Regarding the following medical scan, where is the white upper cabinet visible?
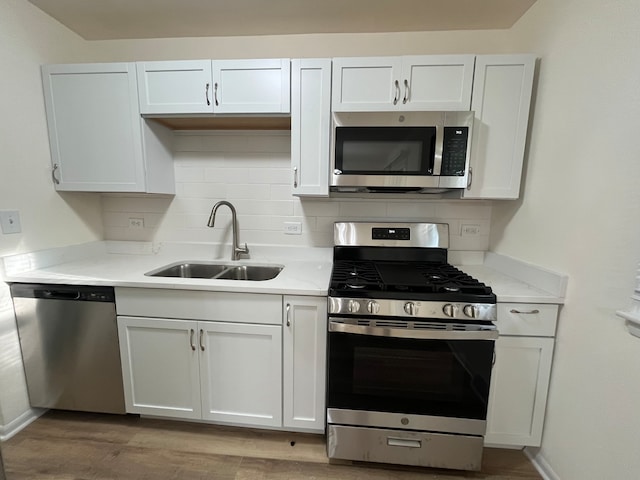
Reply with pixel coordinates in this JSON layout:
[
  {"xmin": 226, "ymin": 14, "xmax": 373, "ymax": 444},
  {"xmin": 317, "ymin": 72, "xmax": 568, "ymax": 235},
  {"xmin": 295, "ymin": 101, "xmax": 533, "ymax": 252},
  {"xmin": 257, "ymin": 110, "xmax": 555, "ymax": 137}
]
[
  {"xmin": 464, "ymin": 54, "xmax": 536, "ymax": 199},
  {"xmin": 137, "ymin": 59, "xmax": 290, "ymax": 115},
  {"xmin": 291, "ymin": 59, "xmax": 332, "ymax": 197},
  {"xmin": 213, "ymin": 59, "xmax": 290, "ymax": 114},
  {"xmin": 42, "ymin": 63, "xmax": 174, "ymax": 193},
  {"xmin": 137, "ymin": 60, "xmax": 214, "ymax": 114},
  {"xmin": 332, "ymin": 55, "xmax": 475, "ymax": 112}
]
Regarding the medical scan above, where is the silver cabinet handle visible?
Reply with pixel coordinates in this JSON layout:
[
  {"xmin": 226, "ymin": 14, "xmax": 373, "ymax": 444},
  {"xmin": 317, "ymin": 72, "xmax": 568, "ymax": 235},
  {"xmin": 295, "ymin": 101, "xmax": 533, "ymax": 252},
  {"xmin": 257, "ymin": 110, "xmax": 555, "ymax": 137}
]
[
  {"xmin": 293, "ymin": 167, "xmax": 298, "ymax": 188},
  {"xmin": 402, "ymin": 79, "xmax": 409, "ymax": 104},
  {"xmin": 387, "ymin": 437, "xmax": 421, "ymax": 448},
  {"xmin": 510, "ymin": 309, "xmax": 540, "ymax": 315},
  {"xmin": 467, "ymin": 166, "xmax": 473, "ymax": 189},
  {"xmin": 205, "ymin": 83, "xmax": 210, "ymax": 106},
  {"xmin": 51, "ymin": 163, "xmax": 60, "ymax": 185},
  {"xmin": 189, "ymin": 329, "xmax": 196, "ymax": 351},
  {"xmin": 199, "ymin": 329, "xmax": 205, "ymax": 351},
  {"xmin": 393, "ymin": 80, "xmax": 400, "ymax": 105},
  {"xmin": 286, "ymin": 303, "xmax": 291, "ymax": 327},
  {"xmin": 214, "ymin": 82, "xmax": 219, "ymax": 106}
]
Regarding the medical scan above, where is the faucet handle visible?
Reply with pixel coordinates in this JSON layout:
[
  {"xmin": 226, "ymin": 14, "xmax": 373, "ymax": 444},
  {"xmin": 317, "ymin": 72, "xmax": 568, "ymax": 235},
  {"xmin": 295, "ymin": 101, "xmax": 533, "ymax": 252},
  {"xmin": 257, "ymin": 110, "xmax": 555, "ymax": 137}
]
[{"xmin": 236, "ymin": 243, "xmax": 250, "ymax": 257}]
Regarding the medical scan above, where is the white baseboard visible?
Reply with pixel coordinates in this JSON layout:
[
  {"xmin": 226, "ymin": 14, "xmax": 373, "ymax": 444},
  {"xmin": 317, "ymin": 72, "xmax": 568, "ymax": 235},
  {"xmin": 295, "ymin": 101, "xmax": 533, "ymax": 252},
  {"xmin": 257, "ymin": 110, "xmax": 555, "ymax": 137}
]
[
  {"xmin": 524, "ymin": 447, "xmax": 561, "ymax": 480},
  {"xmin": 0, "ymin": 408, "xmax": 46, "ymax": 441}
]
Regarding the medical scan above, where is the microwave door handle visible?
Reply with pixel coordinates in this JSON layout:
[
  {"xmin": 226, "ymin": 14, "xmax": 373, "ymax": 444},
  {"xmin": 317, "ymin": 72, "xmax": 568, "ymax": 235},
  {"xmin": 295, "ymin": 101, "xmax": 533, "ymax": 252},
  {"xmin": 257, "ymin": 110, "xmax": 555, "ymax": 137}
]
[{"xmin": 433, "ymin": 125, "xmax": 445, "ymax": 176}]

☆ ☆ ☆ ☆ ☆

WHAT THE TASK REQUIRES: Copy, from the material, each line that holds the string "scan".

THE COMPLETED TASK:
Regarding the following medical scan, where is the white upper cabinet visible?
Regarding the medical scan above, where is the silver cabinet handle visible?
Regarding the medical scan above, where is the faucet handle visible?
Regarding the medical scan above, where is the white baseboard visible?
Regarding the medical scan above, where is the microwave door handle visible?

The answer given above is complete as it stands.